* **Text block**
The Columbus Dispatch

ACLU and Planned Parenthood are spreading disinforma­tion

- Your Turn Jeanne Mancini, Peter Range and Aaron Baer Guest columnists

As the leaders of national and state anti-abortion organizati­ons, we cannot remain silent while radical proabortio­n interest groups fight to destroy compassion­ate and commonsens­e protection­s for women, children and families in Ohio.

We will lead anti-abortion Ohioans through the streets of Columbus for the second annual Ohio March for Life Oct. 6.

Why abortion amendment is bad for Ohio

Unfortunat­ely, a proposed amendment to the Ohio State Constituti­on, now known as Issue 1, threatens to exploit women and children under the guise of “reproducti­ve rights.”

Anti-abortion doctors, legal experts and parents are warning that Issue 1 is a Trojan horse for taxpayer-funded, painful late-term abortions, that seeks to destroy parental rights, while eliminatin­g basic health and safety regulation­s for women. This includes Ohio laws requiring abortion clinics to have ambulatory surgical facility licenses, or requiring them to have transfer agreements with hospitals within 30 miles.

Walking the streets of Ohio, you would be hard pressed to find anyone who supports any of that. Sadly, the ACLU doesn’t care to explain that their fight to permanentl­y alter the Ohio constituti­on defies public consensus.

In efforts to transform Ohio into an abortion haven, the ACLU and Planned Parenthood have deployed disinforma­tion and fearmonger­ing campaigns to obscure what the amendment really entails.

When is viability?

These special interest groups say the amendment would allow abortion only until “viability.” Still they refuse to define when viability is determined.

One of Planned Parenthood’s chief medical officers, Colleen Mcnicholas, admitted during sworn testimony before the U.S. Congress that “viability is a complicate­d medical construct. There is no particular gestationa­l age. There are some pregnancie­s in which a fetus will never be viable.”

In other words, abortionis­ts are left to decide the timeline of viability, despite the fact that they are monetarily incentiviz­ed to perform more abortions.

Similarly, notorious late-term abortionis­t, Dr. Warren Hern determines viability purely based on “a woman’s willingnes­s to carry it” – even if her reason to abort is simply that the unborn child is a different sex than what the mother wants, for example.

Amendment would not protect Ohio women.

The amendment’s supporters disingenuo­usly claim that it’s necessary for women’s health and safety.

But the amendment was drafted specifical­ly to eliminate basic standards protecting women such as informed consent requiremen­ts that ensure women are seen by a licensed doctor with admitting privileges at a nearby hospital in case something goes wrong.

Some experts likewise warn that by using the word “individual” instead of “woman,” the amendment intentiona­lly nullifies Ohio’s parental notificati­on and consent requiremen­ts. This could make it possible for a minor girl to have an abortion without her parents’ consent – and opens the door to interested third parties or predators coercing her into having an abortion.

Sadly, the “pro-woman” proponents of the amendment refuse to admit these truths.

Our fears for Ohio have become a reality in Michigan. In November 2022, Michigan pro-abortion activists passed a similar amendment called Prop 3.

Less than a year after its approval, its supporters are openly admitting they want to end parental consent protection­s explicitly stating, “we must repeal Michigan’s outdated parental consent law.”

In the abortion rights-controlled Michigan House and Senate, they have already proposed the repeal of virtually all limitation­s on abortion up until birth, including gruesome and inhumane partial birth abortions, as well as repeal of any protection­s for taxpayers from funding abortions.

These aggressive attacks on the health and safety of women and children in Ohio deeply concern those who have spent decades tirelessly advocating and fighting on behalf of women and their unborn children.

Because of an aggressive disinforma­tion campaign, many Ohioans have not yet realized the enormity of the threat Issue 1 poses. Now more than ever, we need everyone to step up and redouble their efforts for women and for life.

Aaron Baer is a native of Warren, and the president of Ohio-based Center for Christian Virtue. Jeanne Mancini has served as president of the March for Life since 2012. Peter Range is the executive director of Ohio Right to Life.

* **Data shown**
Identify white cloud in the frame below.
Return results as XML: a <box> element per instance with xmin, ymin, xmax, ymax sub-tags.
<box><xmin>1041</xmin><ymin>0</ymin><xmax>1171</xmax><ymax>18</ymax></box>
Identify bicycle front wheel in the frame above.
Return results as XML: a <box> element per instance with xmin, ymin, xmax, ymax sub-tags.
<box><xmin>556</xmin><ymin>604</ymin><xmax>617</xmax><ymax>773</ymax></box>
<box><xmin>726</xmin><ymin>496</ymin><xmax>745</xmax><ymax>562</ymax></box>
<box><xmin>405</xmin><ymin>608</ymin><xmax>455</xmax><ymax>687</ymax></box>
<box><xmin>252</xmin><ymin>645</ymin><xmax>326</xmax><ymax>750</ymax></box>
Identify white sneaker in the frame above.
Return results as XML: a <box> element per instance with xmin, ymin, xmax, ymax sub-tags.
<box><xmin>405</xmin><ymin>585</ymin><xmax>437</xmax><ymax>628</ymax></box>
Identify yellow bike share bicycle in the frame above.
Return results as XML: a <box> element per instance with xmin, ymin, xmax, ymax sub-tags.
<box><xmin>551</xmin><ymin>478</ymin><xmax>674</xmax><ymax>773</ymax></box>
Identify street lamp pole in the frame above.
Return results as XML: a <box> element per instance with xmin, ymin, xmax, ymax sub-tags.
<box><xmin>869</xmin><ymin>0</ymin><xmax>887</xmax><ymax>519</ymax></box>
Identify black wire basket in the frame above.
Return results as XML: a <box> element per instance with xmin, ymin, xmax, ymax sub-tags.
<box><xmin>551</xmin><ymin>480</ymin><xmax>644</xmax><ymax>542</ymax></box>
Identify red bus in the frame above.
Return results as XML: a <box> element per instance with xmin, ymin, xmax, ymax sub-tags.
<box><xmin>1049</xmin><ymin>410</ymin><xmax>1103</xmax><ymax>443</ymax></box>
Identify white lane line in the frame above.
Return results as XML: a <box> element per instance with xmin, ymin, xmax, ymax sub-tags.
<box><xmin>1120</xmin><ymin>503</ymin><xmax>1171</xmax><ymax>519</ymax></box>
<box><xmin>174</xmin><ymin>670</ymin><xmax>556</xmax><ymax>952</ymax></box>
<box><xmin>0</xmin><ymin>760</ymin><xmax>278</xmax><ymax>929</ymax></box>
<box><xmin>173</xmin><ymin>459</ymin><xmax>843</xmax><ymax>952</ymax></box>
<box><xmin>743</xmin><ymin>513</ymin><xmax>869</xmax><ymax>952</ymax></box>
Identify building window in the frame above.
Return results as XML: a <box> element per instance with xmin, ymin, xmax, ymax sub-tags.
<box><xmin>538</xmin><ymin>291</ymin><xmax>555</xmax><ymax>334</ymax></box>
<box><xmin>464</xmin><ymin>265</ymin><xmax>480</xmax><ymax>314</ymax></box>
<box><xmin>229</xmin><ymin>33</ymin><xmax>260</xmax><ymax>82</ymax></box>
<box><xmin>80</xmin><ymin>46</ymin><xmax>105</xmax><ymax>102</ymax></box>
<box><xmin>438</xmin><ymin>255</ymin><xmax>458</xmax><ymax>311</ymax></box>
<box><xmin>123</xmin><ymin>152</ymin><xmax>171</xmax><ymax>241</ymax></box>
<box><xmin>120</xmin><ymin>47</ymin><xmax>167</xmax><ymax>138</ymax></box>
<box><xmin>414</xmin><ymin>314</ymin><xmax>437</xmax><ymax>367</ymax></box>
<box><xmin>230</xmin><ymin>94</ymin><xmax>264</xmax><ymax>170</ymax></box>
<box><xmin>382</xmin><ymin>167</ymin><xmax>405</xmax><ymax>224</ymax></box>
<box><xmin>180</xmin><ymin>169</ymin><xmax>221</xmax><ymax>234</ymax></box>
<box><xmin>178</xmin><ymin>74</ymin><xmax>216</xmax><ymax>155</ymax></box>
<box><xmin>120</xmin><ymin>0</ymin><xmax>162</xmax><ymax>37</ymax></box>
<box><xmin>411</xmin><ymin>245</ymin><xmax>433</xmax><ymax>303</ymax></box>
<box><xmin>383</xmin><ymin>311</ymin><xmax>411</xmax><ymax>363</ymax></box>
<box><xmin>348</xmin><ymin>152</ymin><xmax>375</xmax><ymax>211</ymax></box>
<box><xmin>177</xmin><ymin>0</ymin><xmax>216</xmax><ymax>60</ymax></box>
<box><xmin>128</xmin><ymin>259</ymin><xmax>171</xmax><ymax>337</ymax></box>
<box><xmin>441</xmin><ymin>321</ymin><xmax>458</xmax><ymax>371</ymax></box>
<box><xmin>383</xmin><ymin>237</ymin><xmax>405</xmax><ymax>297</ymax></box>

* **Task to carry out**
From the opinion column on Ohio's Issue 1, copy the passage word for word, starting with "- Your Turn" and going on through "families in Ohio.".

* **Completed exercise**
- Your Turn Jeanne Mancini, Peter Range and Aaron Baer Guest columnists

As the leaders of national and state anti-abortion organizati­ons, we cannot remain silent while radical proabortio­n interest groups fight to destroy compassion­ate and commonsens­e protection­s for women, children and families in Ohio.